| ASSIGNED TASK |
Copy, from the entries below, each line where the word "cloth" can be found.

Point localization data:

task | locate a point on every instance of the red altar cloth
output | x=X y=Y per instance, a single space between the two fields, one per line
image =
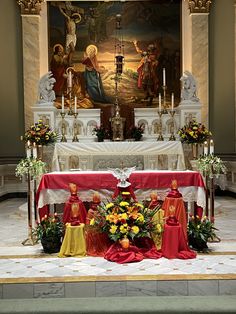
x=180 y=211
x=144 y=248
x=174 y=243
x=86 y=180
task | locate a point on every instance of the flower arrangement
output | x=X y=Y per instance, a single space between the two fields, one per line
x=40 y=134
x=211 y=165
x=136 y=132
x=200 y=231
x=49 y=227
x=123 y=218
x=194 y=132
x=34 y=167
x=101 y=133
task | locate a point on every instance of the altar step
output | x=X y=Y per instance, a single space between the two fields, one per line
x=119 y=305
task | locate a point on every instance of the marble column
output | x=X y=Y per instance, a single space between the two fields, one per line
x=195 y=43
x=235 y=68
x=34 y=39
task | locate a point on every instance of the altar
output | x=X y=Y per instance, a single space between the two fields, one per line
x=158 y=155
x=54 y=187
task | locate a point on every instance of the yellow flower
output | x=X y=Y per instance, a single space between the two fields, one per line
x=92 y=222
x=113 y=229
x=109 y=205
x=158 y=227
x=139 y=205
x=124 y=204
x=135 y=229
x=140 y=217
x=123 y=216
x=123 y=228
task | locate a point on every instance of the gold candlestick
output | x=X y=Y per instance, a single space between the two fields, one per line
x=172 y=126
x=164 y=87
x=160 y=136
x=70 y=110
x=75 y=128
x=63 y=127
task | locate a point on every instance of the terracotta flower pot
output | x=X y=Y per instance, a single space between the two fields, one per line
x=51 y=244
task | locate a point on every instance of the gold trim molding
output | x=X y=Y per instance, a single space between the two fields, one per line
x=199 y=6
x=30 y=6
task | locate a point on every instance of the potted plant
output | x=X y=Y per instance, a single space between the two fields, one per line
x=200 y=231
x=194 y=133
x=40 y=135
x=50 y=231
x=125 y=220
x=30 y=166
x=211 y=165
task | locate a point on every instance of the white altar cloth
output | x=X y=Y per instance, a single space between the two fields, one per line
x=100 y=155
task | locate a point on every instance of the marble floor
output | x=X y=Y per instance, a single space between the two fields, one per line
x=20 y=263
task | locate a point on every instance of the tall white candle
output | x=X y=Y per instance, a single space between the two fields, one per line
x=164 y=77
x=28 y=150
x=75 y=104
x=172 y=101
x=70 y=79
x=62 y=104
x=211 y=147
x=159 y=101
x=205 y=148
x=34 y=150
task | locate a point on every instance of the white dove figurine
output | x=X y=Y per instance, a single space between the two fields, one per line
x=122 y=174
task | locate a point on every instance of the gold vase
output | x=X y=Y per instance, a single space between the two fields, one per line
x=195 y=150
x=125 y=243
x=40 y=152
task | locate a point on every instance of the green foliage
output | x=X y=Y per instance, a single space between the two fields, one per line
x=32 y=166
x=101 y=132
x=201 y=229
x=194 y=132
x=49 y=226
x=210 y=165
x=40 y=134
x=136 y=132
x=125 y=218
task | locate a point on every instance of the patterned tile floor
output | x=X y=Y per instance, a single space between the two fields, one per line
x=28 y=263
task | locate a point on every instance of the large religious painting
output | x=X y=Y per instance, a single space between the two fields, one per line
x=89 y=37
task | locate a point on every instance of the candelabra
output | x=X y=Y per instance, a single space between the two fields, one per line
x=69 y=74
x=31 y=239
x=160 y=136
x=172 y=126
x=164 y=87
x=117 y=122
x=75 y=128
x=63 y=127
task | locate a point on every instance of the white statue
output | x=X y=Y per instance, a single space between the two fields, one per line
x=122 y=174
x=189 y=87
x=46 y=92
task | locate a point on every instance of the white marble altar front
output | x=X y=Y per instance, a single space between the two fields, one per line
x=100 y=155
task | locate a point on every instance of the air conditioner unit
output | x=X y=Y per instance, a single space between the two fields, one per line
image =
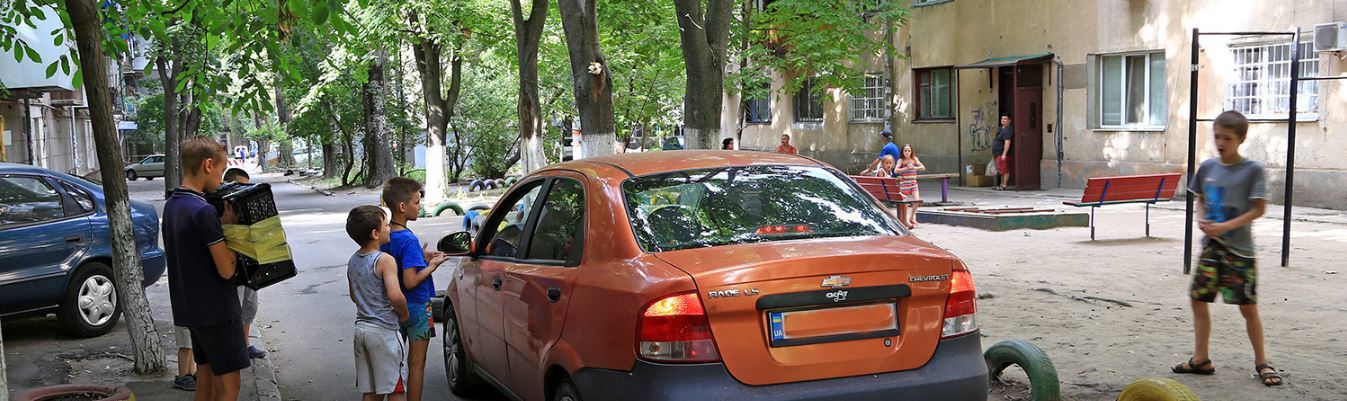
x=1331 y=37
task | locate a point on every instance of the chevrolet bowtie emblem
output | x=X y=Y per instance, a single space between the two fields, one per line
x=837 y=281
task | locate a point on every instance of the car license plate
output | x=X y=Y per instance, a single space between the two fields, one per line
x=833 y=324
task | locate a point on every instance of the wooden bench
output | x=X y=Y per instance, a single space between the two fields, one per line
x=1128 y=189
x=944 y=183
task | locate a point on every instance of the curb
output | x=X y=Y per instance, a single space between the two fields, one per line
x=263 y=381
x=1177 y=199
x=311 y=187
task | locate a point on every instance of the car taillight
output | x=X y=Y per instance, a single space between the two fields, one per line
x=674 y=329
x=962 y=306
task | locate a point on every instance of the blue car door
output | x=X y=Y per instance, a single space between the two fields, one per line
x=42 y=236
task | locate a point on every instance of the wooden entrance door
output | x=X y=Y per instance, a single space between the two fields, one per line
x=1027 y=147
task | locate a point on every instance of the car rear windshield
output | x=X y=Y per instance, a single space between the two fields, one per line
x=737 y=205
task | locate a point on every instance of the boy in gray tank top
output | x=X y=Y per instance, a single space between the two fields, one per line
x=380 y=307
x=1233 y=194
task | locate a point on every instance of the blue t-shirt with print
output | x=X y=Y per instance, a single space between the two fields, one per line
x=892 y=150
x=406 y=249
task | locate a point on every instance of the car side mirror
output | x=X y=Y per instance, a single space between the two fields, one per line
x=455 y=244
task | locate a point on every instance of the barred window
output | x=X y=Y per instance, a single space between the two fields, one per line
x=1261 y=85
x=872 y=101
x=808 y=102
x=935 y=93
x=759 y=109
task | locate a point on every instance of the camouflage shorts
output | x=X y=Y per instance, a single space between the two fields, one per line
x=1221 y=271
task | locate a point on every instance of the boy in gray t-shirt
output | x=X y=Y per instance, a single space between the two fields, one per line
x=1233 y=194
x=380 y=308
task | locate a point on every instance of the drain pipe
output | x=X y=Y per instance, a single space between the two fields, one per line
x=1060 y=154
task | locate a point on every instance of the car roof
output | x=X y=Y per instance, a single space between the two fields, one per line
x=647 y=163
x=23 y=168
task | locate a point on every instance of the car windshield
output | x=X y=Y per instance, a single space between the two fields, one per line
x=737 y=205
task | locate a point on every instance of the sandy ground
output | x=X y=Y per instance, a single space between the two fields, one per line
x=1058 y=289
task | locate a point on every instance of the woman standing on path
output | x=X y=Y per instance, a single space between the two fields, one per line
x=907 y=172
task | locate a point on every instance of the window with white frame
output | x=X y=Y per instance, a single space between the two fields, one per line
x=872 y=100
x=935 y=93
x=1261 y=82
x=1132 y=90
x=808 y=102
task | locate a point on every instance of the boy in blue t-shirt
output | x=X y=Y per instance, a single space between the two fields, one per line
x=201 y=272
x=403 y=195
x=1233 y=194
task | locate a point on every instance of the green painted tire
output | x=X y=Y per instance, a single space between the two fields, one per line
x=447 y=205
x=1043 y=374
x=1157 y=389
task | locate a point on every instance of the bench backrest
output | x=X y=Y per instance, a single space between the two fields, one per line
x=882 y=187
x=1130 y=187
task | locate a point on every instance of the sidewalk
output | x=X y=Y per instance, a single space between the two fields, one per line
x=1274 y=211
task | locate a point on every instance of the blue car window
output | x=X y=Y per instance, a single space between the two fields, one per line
x=80 y=195
x=27 y=199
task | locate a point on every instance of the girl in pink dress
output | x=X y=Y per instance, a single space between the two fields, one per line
x=907 y=172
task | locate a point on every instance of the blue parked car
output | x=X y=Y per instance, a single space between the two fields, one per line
x=55 y=253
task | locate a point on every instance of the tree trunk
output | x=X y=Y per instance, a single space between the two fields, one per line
x=593 y=90
x=437 y=109
x=379 y=158
x=147 y=350
x=167 y=78
x=703 y=35
x=527 y=37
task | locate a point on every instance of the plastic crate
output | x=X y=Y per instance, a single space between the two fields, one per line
x=252 y=203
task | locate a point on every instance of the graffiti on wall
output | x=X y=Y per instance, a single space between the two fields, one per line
x=979 y=132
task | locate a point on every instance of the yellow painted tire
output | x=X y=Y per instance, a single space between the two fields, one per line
x=1157 y=389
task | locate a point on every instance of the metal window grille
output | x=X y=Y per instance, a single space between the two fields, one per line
x=872 y=100
x=808 y=102
x=1261 y=85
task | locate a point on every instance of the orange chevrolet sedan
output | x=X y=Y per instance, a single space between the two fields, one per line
x=706 y=275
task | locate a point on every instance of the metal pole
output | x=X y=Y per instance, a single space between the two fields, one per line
x=1192 y=152
x=1291 y=150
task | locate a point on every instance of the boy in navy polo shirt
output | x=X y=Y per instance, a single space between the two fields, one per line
x=201 y=272
x=403 y=195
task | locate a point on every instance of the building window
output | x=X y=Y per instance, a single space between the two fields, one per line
x=808 y=102
x=1261 y=85
x=759 y=109
x=1132 y=90
x=935 y=93
x=872 y=101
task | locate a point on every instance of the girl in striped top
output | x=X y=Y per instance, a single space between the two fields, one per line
x=907 y=174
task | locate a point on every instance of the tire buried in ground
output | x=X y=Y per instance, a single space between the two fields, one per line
x=1043 y=374
x=1157 y=389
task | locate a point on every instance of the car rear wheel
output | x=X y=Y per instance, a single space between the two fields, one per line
x=458 y=368
x=90 y=307
x=566 y=392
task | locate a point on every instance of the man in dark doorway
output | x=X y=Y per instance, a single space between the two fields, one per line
x=1001 y=151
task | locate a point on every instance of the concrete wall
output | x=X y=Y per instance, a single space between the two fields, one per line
x=966 y=31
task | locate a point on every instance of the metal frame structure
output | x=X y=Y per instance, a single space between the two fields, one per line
x=1291 y=136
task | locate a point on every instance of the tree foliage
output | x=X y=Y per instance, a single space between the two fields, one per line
x=831 y=41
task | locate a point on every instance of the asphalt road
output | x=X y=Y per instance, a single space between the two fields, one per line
x=307 y=320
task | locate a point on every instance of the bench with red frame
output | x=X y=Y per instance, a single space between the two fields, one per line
x=1128 y=189
x=884 y=189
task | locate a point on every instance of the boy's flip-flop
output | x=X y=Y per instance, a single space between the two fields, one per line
x=1194 y=368
x=1270 y=377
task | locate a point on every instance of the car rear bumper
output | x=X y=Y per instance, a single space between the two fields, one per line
x=955 y=372
x=152 y=264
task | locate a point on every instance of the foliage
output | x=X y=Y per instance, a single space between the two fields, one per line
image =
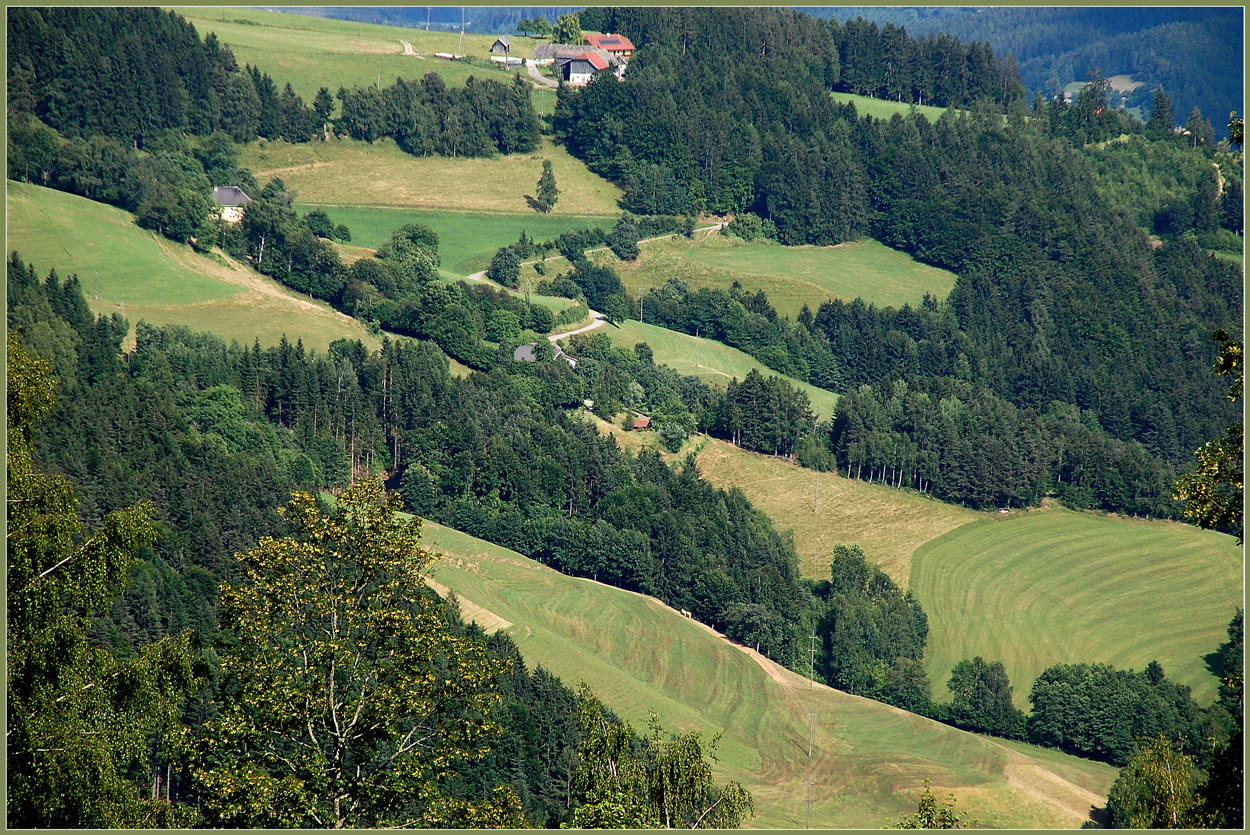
x=546 y=189
x=1213 y=494
x=933 y=815
x=345 y=700
x=624 y=783
x=79 y=719
x=1155 y=790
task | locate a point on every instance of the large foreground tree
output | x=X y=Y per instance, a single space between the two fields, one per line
x=345 y=700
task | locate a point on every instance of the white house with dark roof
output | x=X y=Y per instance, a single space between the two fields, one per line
x=231 y=199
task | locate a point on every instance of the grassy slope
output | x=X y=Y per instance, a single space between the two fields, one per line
x=790 y=275
x=349 y=173
x=718 y=363
x=889 y=524
x=1059 y=586
x=883 y=109
x=313 y=53
x=158 y=280
x=869 y=760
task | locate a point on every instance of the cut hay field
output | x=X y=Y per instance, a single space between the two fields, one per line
x=869 y=760
x=349 y=173
x=466 y=239
x=716 y=363
x=134 y=271
x=313 y=53
x=890 y=524
x=790 y=276
x=883 y=109
x=1051 y=586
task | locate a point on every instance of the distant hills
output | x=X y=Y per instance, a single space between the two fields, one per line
x=1054 y=46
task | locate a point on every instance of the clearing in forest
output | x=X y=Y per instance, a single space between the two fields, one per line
x=144 y=276
x=869 y=760
x=709 y=360
x=1046 y=586
x=790 y=276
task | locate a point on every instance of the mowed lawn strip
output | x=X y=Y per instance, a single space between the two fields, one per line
x=313 y=53
x=1053 y=586
x=345 y=171
x=869 y=760
x=466 y=239
x=713 y=361
x=134 y=271
x=889 y=524
x=791 y=276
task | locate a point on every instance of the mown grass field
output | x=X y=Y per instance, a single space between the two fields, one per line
x=313 y=53
x=466 y=239
x=349 y=173
x=869 y=760
x=883 y=109
x=134 y=271
x=713 y=361
x=790 y=276
x=889 y=524
x=1049 y=586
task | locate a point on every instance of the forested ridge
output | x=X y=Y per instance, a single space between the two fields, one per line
x=1071 y=359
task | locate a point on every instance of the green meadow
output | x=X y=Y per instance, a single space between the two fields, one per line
x=791 y=276
x=1040 y=588
x=144 y=276
x=885 y=109
x=349 y=173
x=313 y=53
x=868 y=760
x=706 y=359
x=466 y=239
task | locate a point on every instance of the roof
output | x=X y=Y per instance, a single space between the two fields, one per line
x=230 y=196
x=589 y=56
x=611 y=43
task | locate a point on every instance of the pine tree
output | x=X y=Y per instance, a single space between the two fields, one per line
x=548 y=191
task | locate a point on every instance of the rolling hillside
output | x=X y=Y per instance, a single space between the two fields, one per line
x=869 y=760
x=790 y=276
x=713 y=361
x=144 y=276
x=1055 y=586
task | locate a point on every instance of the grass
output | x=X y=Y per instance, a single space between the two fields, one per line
x=1051 y=586
x=869 y=760
x=716 y=363
x=790 y=276
x=466 y=239
x=134 y=271
x=311 y=53
x=349 y=173
x=890 y=524
x=884 y=109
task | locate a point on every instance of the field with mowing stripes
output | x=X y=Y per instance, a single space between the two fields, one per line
x=716 y=363
x=790 y=276
x=144 y=276
x=349 y=173
x=1059 y=586
x=869 y=760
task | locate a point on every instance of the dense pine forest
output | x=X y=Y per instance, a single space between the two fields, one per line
x=1071 y=360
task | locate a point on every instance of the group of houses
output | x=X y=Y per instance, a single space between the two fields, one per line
x=576 y=63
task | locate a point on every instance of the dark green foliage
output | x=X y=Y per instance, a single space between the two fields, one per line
x=983 y=699
x=871 y=634
x=426 y=116
x=1098 y=711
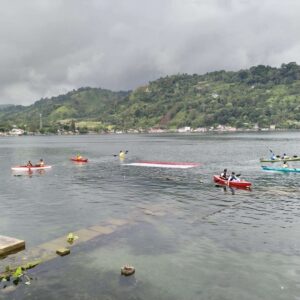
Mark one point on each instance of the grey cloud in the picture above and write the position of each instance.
(48, 47)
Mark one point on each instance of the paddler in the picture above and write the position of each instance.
(224, 175)
(41, 163)
(233, 177)
(122, 154)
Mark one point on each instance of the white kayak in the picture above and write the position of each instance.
(25, 168)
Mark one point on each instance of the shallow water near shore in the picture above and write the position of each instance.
(188, 239)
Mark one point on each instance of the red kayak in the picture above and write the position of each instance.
(79, 159)
(237, 184)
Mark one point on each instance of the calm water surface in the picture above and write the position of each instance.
(201, 243)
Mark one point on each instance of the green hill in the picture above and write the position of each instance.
(260, 95)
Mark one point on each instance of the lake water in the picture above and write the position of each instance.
(189, 239)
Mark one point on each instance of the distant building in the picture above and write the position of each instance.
(184, 129)
(16, 132)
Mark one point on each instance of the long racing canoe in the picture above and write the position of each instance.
(279, 159)
(163, 164)
(242, 184)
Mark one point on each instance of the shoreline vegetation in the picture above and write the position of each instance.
(259, 98)
(152, 131)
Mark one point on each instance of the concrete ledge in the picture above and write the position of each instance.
(9, 245)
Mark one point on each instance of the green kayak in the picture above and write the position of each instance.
(294, 158)
(288, 170)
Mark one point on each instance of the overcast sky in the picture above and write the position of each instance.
(49, 47)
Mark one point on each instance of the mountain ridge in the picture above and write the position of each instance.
(261, 95)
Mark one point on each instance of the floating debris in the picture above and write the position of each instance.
(63, 251)
(71, 238)
(127, 270)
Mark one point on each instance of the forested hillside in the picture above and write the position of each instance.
(260, 95)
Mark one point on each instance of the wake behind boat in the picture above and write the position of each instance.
(163, 164)
(30, 168)
(295, 158)
(280, 169)
(76, 159)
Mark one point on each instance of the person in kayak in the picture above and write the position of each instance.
(41, 163)
(285, 164)
(233, 177)
(122, 154)
(224, 175)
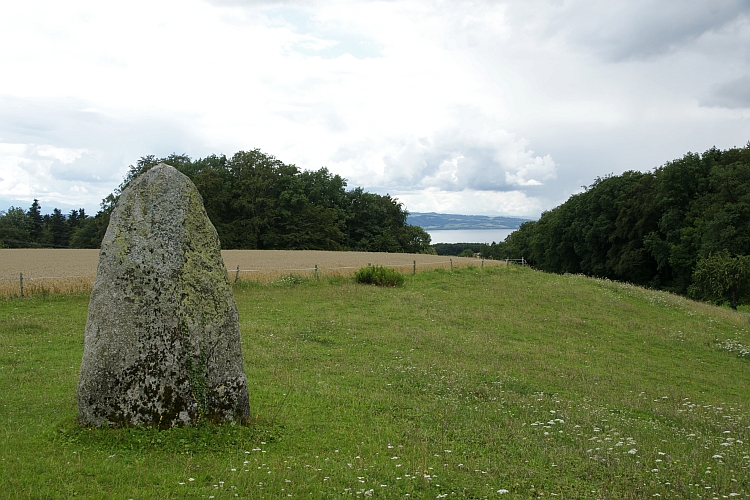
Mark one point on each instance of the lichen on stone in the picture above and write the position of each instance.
(162, 341)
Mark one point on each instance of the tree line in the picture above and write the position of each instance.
(255, 201)
(683, 227)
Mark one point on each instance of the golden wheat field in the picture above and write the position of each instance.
(72, 271)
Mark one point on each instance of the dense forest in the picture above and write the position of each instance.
(255, 202)
(683, 227)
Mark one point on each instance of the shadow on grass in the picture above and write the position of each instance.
(204, 437)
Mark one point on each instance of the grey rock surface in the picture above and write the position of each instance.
(162, 343)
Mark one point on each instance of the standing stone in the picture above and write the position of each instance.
(162, 345)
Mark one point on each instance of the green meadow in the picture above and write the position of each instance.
(500, 382)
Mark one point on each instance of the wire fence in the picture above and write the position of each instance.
(35, 285)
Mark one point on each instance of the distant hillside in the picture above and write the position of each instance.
(432, 221)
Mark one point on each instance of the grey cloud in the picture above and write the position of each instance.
(733, 94)
(638, 29)
(73, 123)
(456, 159)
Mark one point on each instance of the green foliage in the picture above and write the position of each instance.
(646, 228)
(722, 278)
(379, 275)
(457, 248)
(254, 201)
(483, 380)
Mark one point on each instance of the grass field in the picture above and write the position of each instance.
(55, 271)
(481, 383)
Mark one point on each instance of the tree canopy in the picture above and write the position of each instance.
(649, 228)
(255, 201)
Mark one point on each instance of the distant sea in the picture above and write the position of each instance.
(468, 235)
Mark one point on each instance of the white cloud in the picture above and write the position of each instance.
(479, 107)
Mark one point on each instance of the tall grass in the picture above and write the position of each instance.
(473, 384)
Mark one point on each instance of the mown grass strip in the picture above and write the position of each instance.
(473, 384)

| COMPLETED TASK |
task | locate a point on every instance of the red altar cloth
task | locate a point on every instance of the white altar cloth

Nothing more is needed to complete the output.